Short problem: Arrange every line of the data below as a numbered list, leaving out any blank lines.

>> START

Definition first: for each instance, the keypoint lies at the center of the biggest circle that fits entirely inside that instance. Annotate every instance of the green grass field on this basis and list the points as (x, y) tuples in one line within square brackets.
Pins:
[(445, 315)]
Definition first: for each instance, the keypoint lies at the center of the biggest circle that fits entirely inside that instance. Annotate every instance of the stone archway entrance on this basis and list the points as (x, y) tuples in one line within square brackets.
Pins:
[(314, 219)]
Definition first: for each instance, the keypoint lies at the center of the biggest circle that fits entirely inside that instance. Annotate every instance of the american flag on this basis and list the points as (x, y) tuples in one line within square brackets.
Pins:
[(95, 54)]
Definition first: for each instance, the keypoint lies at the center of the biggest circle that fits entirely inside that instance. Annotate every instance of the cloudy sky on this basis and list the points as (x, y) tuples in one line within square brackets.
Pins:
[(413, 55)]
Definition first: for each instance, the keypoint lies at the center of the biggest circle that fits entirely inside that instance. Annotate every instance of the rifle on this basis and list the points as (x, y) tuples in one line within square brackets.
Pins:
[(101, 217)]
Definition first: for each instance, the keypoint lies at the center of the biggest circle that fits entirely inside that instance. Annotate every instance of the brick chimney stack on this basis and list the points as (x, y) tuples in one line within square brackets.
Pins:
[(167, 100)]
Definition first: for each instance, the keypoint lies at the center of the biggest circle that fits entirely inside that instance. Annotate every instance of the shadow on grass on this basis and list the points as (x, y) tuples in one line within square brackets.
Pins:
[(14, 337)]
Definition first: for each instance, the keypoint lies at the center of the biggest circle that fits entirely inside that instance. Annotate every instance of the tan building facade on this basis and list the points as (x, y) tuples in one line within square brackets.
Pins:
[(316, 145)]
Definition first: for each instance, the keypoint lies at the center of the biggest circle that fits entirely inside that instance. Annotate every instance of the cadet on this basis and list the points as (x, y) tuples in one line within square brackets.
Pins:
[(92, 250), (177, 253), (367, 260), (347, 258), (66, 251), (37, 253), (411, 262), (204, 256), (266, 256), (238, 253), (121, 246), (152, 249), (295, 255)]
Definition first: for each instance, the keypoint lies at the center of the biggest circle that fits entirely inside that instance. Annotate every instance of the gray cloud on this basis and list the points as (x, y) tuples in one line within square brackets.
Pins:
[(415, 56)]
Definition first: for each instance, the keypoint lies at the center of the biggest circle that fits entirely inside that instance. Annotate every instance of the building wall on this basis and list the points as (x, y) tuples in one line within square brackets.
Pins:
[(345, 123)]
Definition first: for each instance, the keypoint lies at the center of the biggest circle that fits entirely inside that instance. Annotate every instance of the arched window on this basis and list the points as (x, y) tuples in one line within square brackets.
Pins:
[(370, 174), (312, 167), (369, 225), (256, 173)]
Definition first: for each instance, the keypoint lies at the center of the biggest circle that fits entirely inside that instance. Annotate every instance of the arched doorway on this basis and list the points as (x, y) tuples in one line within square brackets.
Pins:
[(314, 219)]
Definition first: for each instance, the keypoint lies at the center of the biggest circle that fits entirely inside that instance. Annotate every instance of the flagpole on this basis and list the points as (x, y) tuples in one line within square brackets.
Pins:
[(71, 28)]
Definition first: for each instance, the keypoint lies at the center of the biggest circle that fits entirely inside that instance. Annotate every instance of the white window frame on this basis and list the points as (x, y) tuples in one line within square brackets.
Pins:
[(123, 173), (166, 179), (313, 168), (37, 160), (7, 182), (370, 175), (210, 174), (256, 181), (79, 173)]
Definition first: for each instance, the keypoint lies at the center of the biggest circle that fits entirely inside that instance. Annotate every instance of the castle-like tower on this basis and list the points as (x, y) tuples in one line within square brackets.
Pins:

>> END

Completed task:
1. Definition first: for each instance, the keypoint lies at the center of the biggest circle that fits entirely inside that instance. Annotate every instance of the green grass field on this basis and list the points as (x, y) tuples in one line within square brackets.
2. Pins:
3. [(445, 315)]
4. Definition first: for each instance, the keypoint lies at the center of the biggest circle that fits entirely inside that instance. Annotate every instance of the stone archway entrance on this basis and list the points as (x, y) tuples in one line within square brackets.
5. Pins:
6. [(314, 219)]
7. Definition first: for each instance, the keypoint lies at the center of the biggest circle that fits entirely inside that instance. Annotate every instance of the american flag on this basis and list the points as (x, y) tuples in one line within square brackets.
8. Pins:
9. [(95, 54)]
10. Definition first: for each instance, the keypoint lies at the center of the biggest circle that fits entirely inside that instance. Annotate every instance of the cloudy sky on this basis and list the points as (x, y) tuples in one line within square brackets.
11. Pins:
12. [(413, 55)]
13. Definition first: for each instance, the keypoint lies at the center of the biggest circle that fits entirely inside that instance. Annotate every instance of the rifle on this basis and list the points as (x, y) tuples in one line within square brackets.
14. Pins:
15. [(101, 217)]
16. Definition first: for each instance, the keypoint lies at the center of the biggest circle that fits entirely inside that instance. Annotate every instance of the brick chimney stack on this basis and list the points as (x, y) tuples in one line within square brackets.
17. Pins:
18. [(167, 100)]
19. Definition first: for each instance, the keypoint lies at the center of the biggest circle that fits entirely inside that instance. Annotate every instance of the shadow on grass on this basis and list the points as (x, y) tuples in one line within square brackets.
20. Pins:
21. [(14, 337)]
22. Definition first: for each instance, the keypoint lies at the center of the biggest circle that fits entirely inside that instance. Annotate every instance of the tan building facade on this basis and list the points as (x, y) tuples in one line within square brackets.
23. Pins:
24. [(316, 145)]
25. Definition first: for each instance, the keypoint lies at the center of the biggest circle that fits entirely inside that instance. Annotate every instance of the cadet on this basis and list the points as (x, y) tuples in one line within square brackets.
26. Pins:
27. [(92, 250), (177, 253), (367, 260), (347, 258), (66, 251), (37, 253), (411, 262), (204, 256), (266, 256), (238, 253), (121, 246), (152, 249), (295, 255)]
28. Definition first: for each instance, the keypoint lies at the center of the biggest circle that fits entirely inside that instance. Annotate every instance of the gray cloud on this basis and list the points as (x, y) tuples in one line within square brackets.
29. Pins:
30. [(415, 56)]
31. Definition first: for each instance, the keypoint lies at the center of the biggest circle that fits entirely inside that instance. Annotate every instance of the building wall on this basis and list the points as (x, y) tuples in one line within square brackets.
32. Pins:
33. [(345, 123)]
34. Definition first: for each instance, the keypoint lies at the center of the biggest circle that fits entirely inside that instance. Annotate every instance of the arched window on this basis and list the points as (x, y) tuples in one line within square brackets.
35. Pins:
36. [(370, 174), (312, 167), (369, 225), (256, 173)]
37. Definition first: for each instance, the keypoint lies at the center of the biggest circle that fits entirely inside that instance. Annotate every instance of the arched doorway on this basis and list the points as (x, y) tuples in one line within square brackets.
38. Pins:
39. [(314, 219)]
40. Definition first: for each instance, the keypoint lies at the center of the biggest circle that fits entirely inside that instance. Annotate every instance of the flagpole on this basis and list the points as (x, y) tuples in one line within square brackets.
41. Pins:
42. [(71, 28)]
43. Definition first: for each instance, the keypoint lies at the center of the biggest circle that fits entirely inside that instance. Annotate every instance of the white window frame on this basis and list the points as (x, y) tuples in one line within square brackets.
44. Pins:
45. [(123, 173), (166, 179), (313, 168), (37, 160), (7, 182), (370, 175), (210, 174), (256, 181), (79, 173)]
46. Definition first: for each instance, the keypoint lies at the center of the biggest circle that fits entirely inside that instance. Annotate every instance of the castle-like tower on this basis and list the points as (x, y) tuples in one line within square brackets.
47. Pins:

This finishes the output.